• Required action: Each line from the one containing "Target: cobblestone sidewalk" through the last line of the records below is to be repeated as written, with nothing added.
⟨
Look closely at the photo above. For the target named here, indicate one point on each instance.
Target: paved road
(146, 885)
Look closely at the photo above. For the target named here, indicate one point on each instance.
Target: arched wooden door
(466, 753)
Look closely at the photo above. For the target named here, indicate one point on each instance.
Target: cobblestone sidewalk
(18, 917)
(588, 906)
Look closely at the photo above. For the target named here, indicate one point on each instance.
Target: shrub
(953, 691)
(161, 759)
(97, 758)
⟩
• Answer box:
Target: cobblestone sidewalk
(18, 917)
(588, 906)
Look closely at the photo above. For the target named here, indicate one point on each instance.
Target: shrub
(953, 691)
(161, 759)
(97, 758)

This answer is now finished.